### Exercise data ###

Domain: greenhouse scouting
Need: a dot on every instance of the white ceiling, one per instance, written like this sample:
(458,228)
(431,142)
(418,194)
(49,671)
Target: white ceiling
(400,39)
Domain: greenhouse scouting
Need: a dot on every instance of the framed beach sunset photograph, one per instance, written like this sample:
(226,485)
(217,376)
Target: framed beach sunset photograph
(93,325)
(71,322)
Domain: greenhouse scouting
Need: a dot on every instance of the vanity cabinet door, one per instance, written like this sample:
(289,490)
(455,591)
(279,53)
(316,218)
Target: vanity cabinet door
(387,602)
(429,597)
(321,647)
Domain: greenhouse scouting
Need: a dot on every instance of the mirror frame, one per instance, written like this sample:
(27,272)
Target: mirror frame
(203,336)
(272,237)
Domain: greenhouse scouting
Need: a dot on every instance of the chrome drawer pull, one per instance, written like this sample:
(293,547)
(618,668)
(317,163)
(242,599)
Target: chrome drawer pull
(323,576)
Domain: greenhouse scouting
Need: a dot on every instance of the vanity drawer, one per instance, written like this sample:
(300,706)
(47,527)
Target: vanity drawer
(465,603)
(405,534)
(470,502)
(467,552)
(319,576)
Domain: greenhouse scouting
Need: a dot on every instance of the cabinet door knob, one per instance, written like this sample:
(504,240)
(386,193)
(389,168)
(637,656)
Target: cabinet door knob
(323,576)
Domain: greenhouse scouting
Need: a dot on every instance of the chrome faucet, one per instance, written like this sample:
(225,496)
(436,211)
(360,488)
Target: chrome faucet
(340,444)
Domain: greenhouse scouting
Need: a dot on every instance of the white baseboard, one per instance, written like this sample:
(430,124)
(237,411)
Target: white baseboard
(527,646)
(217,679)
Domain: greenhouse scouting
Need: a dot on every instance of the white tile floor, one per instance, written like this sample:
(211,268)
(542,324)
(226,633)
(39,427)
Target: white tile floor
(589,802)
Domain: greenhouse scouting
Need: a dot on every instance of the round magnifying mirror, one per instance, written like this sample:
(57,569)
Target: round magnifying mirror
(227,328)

###

Given exercise: Set all of the entries down again, exactly as they were given.

Exercise response:
Domain: greenhouse scouting
Need: a dot on every instance of the white ceiling, one per instance, written like this sample:
(458,228)
(431,142)
(418,194)
(49,671)
Target: white ceiling
(400,39)
Domain: greenhouse scouting
Need: a dot on every instance of the framed beach sunset photograph, one per instance, written like this sample:
(226,485)
(217,376)
Target: framed beach sunset photograph
(93,325)
(71,322)
Domain: greenhouse scouting
Need: a dot on every instance of the vanity cabinet door, one per instance, written like this sample:
(289,490)
(455,591)
(279,53)
(316,218)
Target: vanity cabinet door
(387,602)
(429,597)
(321,647)
Domain: greenhouse scouting
Need: a dot on every instance of the mirror frame, one per instance, written like this sample:
(27,272)
Target: mirror frame
(203,336)
(272,237)
Domain: greenhouse scouting
Need: a dot on every instance of the chrome drawer pull, one per instance, written like this sample:
(293,547)
(618,668)
(317,163)
(242,599)
Target: chrome drawer pull
(323,576)
Domain: greenhouse scouting
Need: a dot on every instance of the vanity drawer, one per instance, written like this sample:
(300,706)
(47,527)
Target: vanity drawer
(465,603)
(405,534)
(470,502)
(467,552)
(319,576)
Domain: greenhouse scouting
Need: a dot on every instance of the cabinet door knob, one per instance, written like this sample:
(504,240)
(386,193)
(389,168)
(637,656)
Target: cabinet door knob
(323,576)
Domain: greenhouse scouting
Need: a dot on every instance of the chrome faucet, one per instance, written like this sample:
(225,496)
(436,211)
(360,488)
Target: chrome faucet
(340,444)
Domain: greenhouse scouting
Need: a dot on every instance of the white baseboard, one per instance, written like this sample:
(430,124)
(237,411)
Target: white baseboard
(527,646)
(217,679)
Domain: greenhouse scouting
Need: a dot on every instance of the white tile floor, one per instance, written like this sample:
(211,268)
(542,324)
(226,633)
(39,427)
Target: white tile floor
(589,802)
Domain: greenhouse scouting
Need: a dot on every instance of the round magnifying mirror, one per instance, written like this sample:
(57,569)
Target: round magnifying mirror
(227,328)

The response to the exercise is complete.